- _Texto para revisión_
================

El mensaje es más que retrógrado: Anastasia Steele acepta el contrato de
sumisión que le propone su amo, Christian Grey, un joven millonario que no
sonríe ni después de unos azotes, para hacerle cambiar, no para descubrir
dimensiones secretas de su sexualidad.
Comparar
«Cincuenta sombras de Grey» con «Nueve semanas y media» o los «soft core» de
Zalman King de los ochenta puede resultar curioso. La fundacional película de
Adrian Lyne representaba el sadomasoquismo como una transgresión, y, por muy
discutible que fuera, había un planteamiento formal, directamente influido por
el lenguaje del videoclip y la publicidad. En la película de Taylor-Johnson las
escenas de sexo están rodadas con la misma desgana con que se plancha una
camisa. El colmo del «bondage» son cuatro o cinco azotes perpetrados, eso sí,
en una «habitación de juegos» que cuenta con un arsenal de cinturones y cadenas
digno de una mazmorra medieval. ¿Qué se ha hecho de «El imperio de los
sentidos» o de «Portero de noche» o del cine de Tinto Brass? Sí, comparamos
peras con manzanas, pero resulta poco menos que indignante que la
representación del sexo en el cine, en pleno siglo XXI, sea tan pulcra y
educada, tan desapasionada, sobre todo cuando lo que se nos intenta vender es
lo contrario.
Sin
credibilidad
La
dudosa química entre Dakota Johnson y Jamie Dornan –la rumorología internauta
cuenta que se odian, y que tuvieron que rodarse unos cuantos «retakes» porque
las escenas íntimas no funcionaban– no puede ser la única responsable de
semejante catástrofe. Ciertamente, cuando una novela tiene pasajes como éste
–«Envuelve una mano alrededor de mi cintura, mientras su otra mano agarra mi
cadera, y se introduce en mí fuertemente, haciéndome gritar otra vez. Y el
ritmo de castigo empieza. Su respiración se vuelve más y más áspera, irregular,
igualando a la mía. Siento la familiar aceleración en mi interior. ¡Jesús, otra
vez!»– poco se puede hacer para dignificar su traducción en imágenes.

================

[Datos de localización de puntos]
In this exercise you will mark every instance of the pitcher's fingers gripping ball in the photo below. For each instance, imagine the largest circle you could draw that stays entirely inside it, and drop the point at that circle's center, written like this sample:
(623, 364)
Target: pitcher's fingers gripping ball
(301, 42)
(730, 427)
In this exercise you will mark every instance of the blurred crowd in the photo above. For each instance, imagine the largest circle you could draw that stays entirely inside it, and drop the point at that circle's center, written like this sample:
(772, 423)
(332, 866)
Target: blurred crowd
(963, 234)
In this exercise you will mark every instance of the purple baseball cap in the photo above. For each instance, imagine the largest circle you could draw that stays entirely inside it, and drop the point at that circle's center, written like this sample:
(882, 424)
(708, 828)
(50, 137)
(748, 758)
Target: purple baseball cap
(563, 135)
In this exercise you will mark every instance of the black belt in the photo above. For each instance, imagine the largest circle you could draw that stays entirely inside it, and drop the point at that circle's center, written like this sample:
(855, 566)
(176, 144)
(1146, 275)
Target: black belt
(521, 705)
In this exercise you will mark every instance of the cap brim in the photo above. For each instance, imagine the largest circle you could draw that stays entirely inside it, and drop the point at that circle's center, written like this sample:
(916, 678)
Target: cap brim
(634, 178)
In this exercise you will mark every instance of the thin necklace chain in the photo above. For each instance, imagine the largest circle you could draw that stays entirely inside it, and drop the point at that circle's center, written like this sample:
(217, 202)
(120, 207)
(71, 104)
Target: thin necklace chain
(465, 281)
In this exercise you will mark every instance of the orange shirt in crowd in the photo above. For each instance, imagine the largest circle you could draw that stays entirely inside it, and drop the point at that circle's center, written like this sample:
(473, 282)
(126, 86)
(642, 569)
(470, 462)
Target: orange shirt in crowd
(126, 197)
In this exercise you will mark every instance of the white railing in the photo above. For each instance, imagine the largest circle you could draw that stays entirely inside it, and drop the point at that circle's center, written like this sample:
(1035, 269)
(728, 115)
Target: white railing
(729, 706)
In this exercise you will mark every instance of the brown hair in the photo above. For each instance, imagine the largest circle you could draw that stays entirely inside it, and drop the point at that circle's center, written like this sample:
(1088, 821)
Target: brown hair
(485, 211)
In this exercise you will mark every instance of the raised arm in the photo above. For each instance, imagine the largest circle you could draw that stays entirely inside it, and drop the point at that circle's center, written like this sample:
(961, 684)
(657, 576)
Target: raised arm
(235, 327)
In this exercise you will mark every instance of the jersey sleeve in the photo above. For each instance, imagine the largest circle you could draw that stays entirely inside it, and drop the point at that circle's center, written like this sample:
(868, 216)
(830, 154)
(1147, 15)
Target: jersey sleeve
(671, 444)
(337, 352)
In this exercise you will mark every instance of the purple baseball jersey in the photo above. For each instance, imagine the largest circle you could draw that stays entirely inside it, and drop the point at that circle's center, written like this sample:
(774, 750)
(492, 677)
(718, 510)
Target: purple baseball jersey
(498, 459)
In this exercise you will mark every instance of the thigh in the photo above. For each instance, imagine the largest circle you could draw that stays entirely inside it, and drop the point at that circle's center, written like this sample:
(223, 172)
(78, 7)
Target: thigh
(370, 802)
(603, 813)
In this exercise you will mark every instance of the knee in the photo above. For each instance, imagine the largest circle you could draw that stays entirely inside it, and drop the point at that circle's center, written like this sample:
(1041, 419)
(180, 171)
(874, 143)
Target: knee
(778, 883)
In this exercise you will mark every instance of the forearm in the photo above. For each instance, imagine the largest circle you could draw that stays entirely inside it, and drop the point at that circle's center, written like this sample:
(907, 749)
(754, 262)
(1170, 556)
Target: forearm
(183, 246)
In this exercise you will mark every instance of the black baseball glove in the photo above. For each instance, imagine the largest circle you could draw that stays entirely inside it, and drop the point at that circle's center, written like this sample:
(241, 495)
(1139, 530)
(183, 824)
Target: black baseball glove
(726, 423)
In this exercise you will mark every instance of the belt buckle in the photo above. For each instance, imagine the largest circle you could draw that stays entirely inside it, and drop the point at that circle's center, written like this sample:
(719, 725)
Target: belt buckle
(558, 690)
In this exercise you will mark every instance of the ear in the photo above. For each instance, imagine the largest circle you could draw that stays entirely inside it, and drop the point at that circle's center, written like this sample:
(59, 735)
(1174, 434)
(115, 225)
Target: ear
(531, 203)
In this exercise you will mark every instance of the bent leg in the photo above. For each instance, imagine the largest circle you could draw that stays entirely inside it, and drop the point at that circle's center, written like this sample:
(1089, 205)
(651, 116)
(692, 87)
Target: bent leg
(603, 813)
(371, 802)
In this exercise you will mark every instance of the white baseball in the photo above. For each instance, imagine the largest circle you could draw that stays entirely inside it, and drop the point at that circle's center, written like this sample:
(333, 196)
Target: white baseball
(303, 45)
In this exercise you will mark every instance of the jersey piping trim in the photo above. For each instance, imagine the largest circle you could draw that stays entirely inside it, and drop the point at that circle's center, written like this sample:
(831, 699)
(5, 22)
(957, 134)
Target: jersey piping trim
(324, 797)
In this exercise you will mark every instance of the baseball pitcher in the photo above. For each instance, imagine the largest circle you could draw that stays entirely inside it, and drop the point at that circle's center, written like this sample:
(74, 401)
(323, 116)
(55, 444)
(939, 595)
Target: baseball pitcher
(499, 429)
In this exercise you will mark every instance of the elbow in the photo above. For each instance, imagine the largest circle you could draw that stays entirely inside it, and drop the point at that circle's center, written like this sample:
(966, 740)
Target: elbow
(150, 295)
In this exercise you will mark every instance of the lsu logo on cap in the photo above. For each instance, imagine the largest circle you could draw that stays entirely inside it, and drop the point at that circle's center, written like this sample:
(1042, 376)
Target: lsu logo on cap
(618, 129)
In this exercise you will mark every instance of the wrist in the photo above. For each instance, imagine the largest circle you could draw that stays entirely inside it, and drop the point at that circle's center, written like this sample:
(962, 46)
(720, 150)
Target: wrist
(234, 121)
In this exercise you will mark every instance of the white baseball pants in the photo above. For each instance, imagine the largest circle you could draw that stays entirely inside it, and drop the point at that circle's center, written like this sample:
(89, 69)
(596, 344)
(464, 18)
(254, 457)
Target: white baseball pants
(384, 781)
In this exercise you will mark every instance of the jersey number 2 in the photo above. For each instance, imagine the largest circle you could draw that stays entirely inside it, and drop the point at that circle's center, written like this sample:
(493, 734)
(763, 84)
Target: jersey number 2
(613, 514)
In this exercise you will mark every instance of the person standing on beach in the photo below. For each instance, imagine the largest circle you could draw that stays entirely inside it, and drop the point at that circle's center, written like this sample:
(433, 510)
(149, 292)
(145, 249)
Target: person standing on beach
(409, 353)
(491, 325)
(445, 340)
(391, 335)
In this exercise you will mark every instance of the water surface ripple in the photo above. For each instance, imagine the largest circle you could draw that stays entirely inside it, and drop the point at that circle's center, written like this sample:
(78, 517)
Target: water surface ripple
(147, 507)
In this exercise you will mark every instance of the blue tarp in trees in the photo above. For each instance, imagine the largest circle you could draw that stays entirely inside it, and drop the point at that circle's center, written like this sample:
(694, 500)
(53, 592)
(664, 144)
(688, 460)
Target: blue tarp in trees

================

Retoma la reseña de la película «Cincuenta sombras de Grey» y continúala a partir de su última oración.

«Cincuenta sombras de Grey» es literatura rosa de la más baja estofa, y lo que
necesitaba una buena adaptación del texto era la distancia irónica,
desmelenada, del Paul Verhoeven de «Showgirls».
Esa
ironía parece asomar el morro en la interpretación de Dakota Johnson, sobre
todo en la primera parte de la película. Es una ironía mal entendida, porque es
como si la actriz saliera por un momento de su personaje y se diera cuenta de
lo ridículo de una sumisión que nunca lo es del todo. Christian Grey es un amo
de pacotilla, y Dornan se lo toma demasiado en serio, tocando piezas
melancólicas al piano en mitad de la madrugada y poniendo cara de huérfano
traumatizado mientras enseña abdominales. Por algo se apellida Grey (¿aprecian
la sutileza?): vive en esa zona gris, en el «siesnoes» que separa el
comportamiento del príncipe azul del impulso del Lobo Feroz. El héroe masculino
es inconsistente. No estamos hablando de verosimilitud sino de credibilidad:
por mucho que la historia sea un cuento de hadas como los de antes, el amor
entre los personajes tiene que traspasar la pantalla, y responder a una lógica
emocional de la que carece « Cincuenta sombras de Grey». Seguro que una reunión
de «tuppersex» resulta mucho más estimulante.